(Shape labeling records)
☆ ☆ ☆ ☆ ☆ ☆ ☆

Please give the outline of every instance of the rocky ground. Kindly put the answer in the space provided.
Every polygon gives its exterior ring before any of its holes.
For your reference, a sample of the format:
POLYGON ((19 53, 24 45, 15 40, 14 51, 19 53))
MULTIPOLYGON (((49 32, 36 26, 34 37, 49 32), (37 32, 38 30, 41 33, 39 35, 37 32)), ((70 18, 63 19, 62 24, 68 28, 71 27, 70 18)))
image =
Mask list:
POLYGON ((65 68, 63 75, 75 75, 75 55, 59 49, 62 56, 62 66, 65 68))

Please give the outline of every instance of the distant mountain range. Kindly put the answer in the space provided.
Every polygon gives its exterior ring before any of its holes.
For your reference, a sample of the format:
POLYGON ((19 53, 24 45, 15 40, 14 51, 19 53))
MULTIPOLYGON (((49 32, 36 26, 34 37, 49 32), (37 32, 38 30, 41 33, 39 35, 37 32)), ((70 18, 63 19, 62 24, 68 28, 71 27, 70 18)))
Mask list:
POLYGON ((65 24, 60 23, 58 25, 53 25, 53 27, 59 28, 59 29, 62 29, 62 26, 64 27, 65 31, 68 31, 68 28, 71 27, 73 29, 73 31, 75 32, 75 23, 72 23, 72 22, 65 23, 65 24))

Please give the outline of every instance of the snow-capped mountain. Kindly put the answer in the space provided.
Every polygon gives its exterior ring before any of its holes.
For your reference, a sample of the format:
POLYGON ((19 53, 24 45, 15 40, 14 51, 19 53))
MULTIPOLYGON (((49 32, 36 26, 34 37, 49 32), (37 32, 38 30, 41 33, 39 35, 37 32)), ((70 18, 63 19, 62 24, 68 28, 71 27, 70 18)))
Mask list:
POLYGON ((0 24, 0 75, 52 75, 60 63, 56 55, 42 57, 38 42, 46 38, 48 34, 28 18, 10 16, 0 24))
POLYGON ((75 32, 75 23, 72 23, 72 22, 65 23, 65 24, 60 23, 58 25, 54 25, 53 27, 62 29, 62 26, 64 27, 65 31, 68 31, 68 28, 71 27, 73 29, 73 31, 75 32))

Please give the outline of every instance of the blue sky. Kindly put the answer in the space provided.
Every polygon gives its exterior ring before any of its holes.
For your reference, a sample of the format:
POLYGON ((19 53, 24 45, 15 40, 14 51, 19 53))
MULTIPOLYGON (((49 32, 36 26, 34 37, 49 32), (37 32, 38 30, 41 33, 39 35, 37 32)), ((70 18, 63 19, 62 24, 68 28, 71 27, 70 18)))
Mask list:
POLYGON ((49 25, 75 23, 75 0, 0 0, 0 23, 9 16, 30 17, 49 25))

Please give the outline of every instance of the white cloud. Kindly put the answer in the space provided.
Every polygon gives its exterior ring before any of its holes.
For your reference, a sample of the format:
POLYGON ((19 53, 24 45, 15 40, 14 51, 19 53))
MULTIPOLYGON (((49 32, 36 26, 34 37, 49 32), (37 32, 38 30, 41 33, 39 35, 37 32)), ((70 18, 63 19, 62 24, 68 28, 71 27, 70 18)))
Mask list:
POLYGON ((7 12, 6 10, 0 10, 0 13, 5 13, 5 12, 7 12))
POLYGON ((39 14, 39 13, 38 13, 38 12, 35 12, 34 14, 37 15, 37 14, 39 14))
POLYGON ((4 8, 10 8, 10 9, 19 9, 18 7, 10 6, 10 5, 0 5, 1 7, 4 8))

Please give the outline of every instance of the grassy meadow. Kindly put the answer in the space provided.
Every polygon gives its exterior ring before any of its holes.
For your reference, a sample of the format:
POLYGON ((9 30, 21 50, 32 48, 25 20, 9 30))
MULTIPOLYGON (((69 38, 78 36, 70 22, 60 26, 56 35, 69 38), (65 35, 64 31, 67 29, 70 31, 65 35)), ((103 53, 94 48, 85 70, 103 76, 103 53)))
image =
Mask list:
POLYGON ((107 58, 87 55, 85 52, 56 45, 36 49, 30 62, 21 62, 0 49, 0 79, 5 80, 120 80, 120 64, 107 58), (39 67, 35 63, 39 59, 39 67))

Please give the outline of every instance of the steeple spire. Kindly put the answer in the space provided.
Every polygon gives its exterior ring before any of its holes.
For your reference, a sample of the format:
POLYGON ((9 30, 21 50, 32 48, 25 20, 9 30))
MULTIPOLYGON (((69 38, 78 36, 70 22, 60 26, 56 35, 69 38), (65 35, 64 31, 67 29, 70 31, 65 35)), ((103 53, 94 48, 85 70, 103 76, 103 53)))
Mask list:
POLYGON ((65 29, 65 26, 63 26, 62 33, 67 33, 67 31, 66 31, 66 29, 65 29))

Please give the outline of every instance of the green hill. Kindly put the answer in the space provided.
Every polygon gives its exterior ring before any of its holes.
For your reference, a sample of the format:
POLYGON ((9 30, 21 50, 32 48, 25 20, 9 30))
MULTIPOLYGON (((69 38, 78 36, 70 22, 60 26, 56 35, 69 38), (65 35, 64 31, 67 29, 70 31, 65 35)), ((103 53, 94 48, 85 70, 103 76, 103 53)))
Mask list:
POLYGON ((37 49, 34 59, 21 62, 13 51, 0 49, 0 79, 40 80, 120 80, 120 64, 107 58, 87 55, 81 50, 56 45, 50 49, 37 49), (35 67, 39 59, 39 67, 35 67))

☆ ☆ ☆ ☆ ☆ ☆ ☆

Could you rename "Mask list" to "Outline list" throughout all the entries above, leaving everything else untouched?

**TASK RESPONSE**
Please give the outline of every instance of the rocky ground. Kindly put the answer in the space provided.
Every polygon gives its exterior ring before any of its holes.
For your reference, a sample of the format:
POLYGON ((19 53, 24 45, 15 40, 14 51, 19 53))
MULTIPOLYGON (((49 32, 36 26, 34 37, 49 32), (37 32, 38 30, 41 33, 39 35, 37 32)), ((70 18, 63 19, 62 24, 68 28, 71 27, 70 18)))
image =
Outline list:
POLYGON ((65 68, 63 75, 75 75, 75 55, 59 49, 62 56, 62 66, 65 68))

Please give the outline of every instance of the distant mountain range. Kindly put the answer in the space provided.
Every polygon gives its exterior ring before any of its holes.
For your reference, a sample of the format:
POLYGON ((19 53, 24 45, 15 40, 14 51, 19 53))
MULTIPOLYGON (((49 32, 36 26, 34 37, 49 32), (37 32, 38 30, 41 33, 39 35, 37 32)), ((70 18, 63 19, 62 24, 68 28, 71 27, 70 18)))
Outline list:
POLYGON ((65 24, 60 23, 58 25, 53 25, 53 27, 59 28, 59 29, 62 29, 62 26, 64 27, 65 31, 68 31, 68 28, 71 27, 73 29, 73 31, 75 32, 75 23, 72 23, 72 22, 65 23, 65 24))

Please give the outline of every instance of the snow-capped mountain. Kindly put the answer in the space provided.
Every polygon gives its exterior ring before any of its holes.
For your reference, a sample of the format:
POLYGON ((19 53, 24 45, 15 40, 14 51, 19 53))
MULTIPOLYGON (((49 32, 36 26, 34 37, 49 32), (37 32, 38 30, 41 33, 39 35, 37 32)), ((70 18, 63 19, 62 24, 68 28, 71 27, 70 18)))
Outline list:
POLYGON ((0 24, 0 75, 52 75, 60 63, 56 55, 42 57, 38 42, 46 38, 48 34, 28 18, 10 16, 0 24))
POLYGON ((75 32, 75 23, 72 23, 72 22, 65 23, 65 24, 60 23, 58 25, 54 25, 53 27, 62 29, 62 26, 64 27, 65 31, 68 31, 68 28, 71 27, 73 29, 73 31, 75 32))

Please give the outline of every instance of the blue sky. Kindly put the answer in the space provided.
Every polygon gives its exterior ring before any of its holes.
For your reference, a sample of the format:
POLYGON ((19 53, 24 45, 15 40, 14 51, 19 53))
MULTIPOLYGON (((49 32, 36 26, 34 37, 49 32), (37 32, 38 30, 41 33, 39 35, 37 32)), ((70 18, 63 19, 62 24, 68 28, 71 27, 70 18)))
Outline list:
POLYGON ((49 25, 75 23, 75 0, 0 0, 0 23, 9 16, 30 17, 49 25))

Please give the outline of every instance of the white cloud. Kindly put the answer in the space provided.
Every polygon gives its exterior ring before any of its holes.
For your reference, a sample of the format:
POLYGON ((19 53, 24 45, 15 40, 14 51, 19 53))
MULTIPOLYGON (((49 32, 36 26, 34 37, 49 32), (37 32, 38 30, 41 33, 39 35, 37 32)), ((70 18, 63 19, 62 24, 68 28, 71 27, 70 18)))
Outline list:
POLYGON ((7 12, 6 10, 0 10, 0 13, 5 13, 5 12, 7 12))
POLYGON ((39 14, 39 13, 38 13, 38 12, 35 12, 34 14, 37 15, 37 14, 39 14))
POLYGON ((4 8, 10 8, 10 9, 19 9, 18 7, 10 6, 10 5, 0 5, 1 7, 4 8))

Please give the outline of every instance of the grassy meadow. Kindly put the answer in the space provided.
Every polygon gives its exterior ring before any of its holes.
For your reference, a sample of the format:
POLYGON ((9 30, 21 50, 32 48, 25 20, 9 30))
MULTIPOLYGON (((69 38, 78 36, 70 22, 60 26, 56 35, 69 38), (65 35, 64 31, 67 29, 70 31, 65 35)), ((103 53, 94 48, 85 70, 103 76, 103 53)))
image =
Outline list:
POLYGON ((107 58, 87 55, 85 52, 56 45, 36 49, 30 62, 21 62, 0 49, 0 79, 5 80, 120 80, 120 64, 107 58), (39 67, 35 63, 39 59, 39 67))

Please give the outline of every instance of the steeple spire. Kindly put the answer in the space provided.
Every polygon gives its exterior ring before any of its holes.
For your reference, a sample of the format:
POLYGON ((9 30, 21 50, 32 48, 25 20, 9 30))
MULTIPOLYGON (((69 38, 78 36, 70 22, 60 26, 56 35, 69 38), (65 35, 64 31, 67 29, 70 31, 65 35)), ((103 53, 94 48, 85 70, 103 76, 103 53)))
Outline list:
POLYGON ((65 29, 65 26, 63 26, 62 33, 67 33, 67 31, 66 31, 66 29, 65 29))

Please give the outline of every instance of the green hill. Kindly put the answer in the space provided.
Every polygon gives its exterior ring before any of its holes.
For your reference, a sample of the format:
POLYGON ((9 30, 21 50, 32 48, 25 20, 9 30))
MULTIPOLYGON (((69 38, 78 36, 70 22, 60 26, 56 35, 69 38), (65 35, 64 31, 67 29, 70 31, 65 35)), ((103 53, 94 48, 85 70, 103 76, 103 53)))
Outline list:
POLYGON ((37 49, 34 59, 21 62, 13 51, 0 49, 0 79, 40 80, 120 80, 120 64, 107 58, 87 55, 81 50, 56 45, 50 49, 37 49), (35 67, 39 59, 39 67, 35 67))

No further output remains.